* Exercise inputs *
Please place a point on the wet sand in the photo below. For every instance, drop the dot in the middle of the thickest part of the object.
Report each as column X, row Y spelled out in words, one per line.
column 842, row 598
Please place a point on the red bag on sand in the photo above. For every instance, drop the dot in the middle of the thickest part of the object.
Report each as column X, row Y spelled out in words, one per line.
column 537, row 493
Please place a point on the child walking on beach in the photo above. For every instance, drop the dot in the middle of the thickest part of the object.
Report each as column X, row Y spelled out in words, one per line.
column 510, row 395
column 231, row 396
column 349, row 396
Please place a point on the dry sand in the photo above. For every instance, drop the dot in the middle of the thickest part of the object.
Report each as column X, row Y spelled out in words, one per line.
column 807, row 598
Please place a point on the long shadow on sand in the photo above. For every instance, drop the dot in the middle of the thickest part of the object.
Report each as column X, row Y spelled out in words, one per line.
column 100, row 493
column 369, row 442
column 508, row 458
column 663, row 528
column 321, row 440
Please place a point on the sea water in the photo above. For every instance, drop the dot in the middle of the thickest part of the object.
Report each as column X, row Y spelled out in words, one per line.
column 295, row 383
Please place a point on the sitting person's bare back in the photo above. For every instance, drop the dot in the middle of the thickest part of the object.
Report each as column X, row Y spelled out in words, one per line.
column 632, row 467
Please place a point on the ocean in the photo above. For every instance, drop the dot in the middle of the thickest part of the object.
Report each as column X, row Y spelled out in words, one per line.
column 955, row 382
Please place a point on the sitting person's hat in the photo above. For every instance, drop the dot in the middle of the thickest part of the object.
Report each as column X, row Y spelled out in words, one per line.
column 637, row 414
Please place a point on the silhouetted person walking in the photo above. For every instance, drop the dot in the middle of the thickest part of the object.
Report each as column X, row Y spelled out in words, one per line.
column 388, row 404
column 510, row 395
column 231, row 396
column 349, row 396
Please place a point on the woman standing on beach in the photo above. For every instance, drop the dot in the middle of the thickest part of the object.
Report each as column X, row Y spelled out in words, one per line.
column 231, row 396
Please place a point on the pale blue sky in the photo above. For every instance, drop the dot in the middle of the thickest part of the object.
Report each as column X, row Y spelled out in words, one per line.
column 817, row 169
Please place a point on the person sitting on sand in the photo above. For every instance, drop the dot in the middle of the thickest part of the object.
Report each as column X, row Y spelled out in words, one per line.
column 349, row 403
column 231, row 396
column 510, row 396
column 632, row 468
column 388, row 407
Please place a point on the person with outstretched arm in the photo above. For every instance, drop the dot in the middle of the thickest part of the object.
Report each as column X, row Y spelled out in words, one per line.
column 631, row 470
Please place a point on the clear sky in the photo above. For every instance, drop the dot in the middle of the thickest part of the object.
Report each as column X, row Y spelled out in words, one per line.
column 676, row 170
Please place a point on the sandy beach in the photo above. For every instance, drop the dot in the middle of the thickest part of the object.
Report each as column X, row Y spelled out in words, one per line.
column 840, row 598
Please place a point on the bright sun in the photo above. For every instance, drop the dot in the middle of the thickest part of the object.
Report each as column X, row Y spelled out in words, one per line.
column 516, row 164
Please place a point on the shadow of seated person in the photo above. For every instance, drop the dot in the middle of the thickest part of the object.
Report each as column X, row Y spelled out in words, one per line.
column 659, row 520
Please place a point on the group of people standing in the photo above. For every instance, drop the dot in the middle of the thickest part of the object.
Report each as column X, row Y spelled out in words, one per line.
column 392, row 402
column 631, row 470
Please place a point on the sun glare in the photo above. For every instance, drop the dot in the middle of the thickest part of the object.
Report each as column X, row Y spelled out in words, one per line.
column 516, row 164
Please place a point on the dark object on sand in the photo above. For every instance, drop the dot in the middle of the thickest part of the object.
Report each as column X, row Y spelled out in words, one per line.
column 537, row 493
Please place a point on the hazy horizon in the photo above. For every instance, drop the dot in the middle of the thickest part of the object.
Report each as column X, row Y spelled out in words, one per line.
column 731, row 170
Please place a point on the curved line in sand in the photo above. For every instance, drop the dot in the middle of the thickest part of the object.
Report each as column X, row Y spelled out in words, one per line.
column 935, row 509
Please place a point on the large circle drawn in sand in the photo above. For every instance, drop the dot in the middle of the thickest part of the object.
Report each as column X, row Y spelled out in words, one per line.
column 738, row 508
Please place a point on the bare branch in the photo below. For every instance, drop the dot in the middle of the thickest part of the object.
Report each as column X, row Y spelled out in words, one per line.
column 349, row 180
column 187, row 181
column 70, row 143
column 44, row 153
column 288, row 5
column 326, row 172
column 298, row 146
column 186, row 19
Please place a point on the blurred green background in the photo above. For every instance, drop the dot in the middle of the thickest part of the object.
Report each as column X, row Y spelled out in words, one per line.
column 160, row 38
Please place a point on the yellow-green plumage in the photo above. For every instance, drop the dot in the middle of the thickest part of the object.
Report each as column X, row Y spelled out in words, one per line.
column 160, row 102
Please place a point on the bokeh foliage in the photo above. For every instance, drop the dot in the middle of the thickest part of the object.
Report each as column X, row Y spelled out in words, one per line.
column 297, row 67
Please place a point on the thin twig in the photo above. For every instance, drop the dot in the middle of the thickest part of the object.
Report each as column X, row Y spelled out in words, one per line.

* The problem *
Copy the data without alteration, beginning at the first line and continuing through the line containing "column 321, row 440", with both of those lines included.

* Right answer *
Please place a point on the wet sand in the photo below. For every instance, drop the dot in the middle of the thickest part of the object.
Report each as column X, row Y spelled out in words, one per line.
column 842, row 598
Please place a point on the red bag on sand in the photo above. For every instance, drop the dot in the middle of the thickest part of the object.
Report each as column X, row Y spelled out in words, one per line.
column 537, row 493
Please place a point on the child walking on beach in the photo above. For every instance, drop the dot in the middle of the thickest part of the object.
Report each as column X, row Y spelled out in words, one per line.
column 510, row 395
column 231, row 396
column 349, row 396
Please place a point on the dry sand in the photo above. For every instance, drop the dot in the middle of the thickest part of the object.
Report each as column X, row Y spelled out in words, one per line.
column 807, row 598
Please place a point on the long shadow on sand in the photo above. For every instance, drop the dot in the middle of the thickest part of the object.
Report each as column X, row Y spelled out in words, one per line.
column 100, row 493
column 369, row 442
column 508, row 458
column 663, row 528
column 321, row 440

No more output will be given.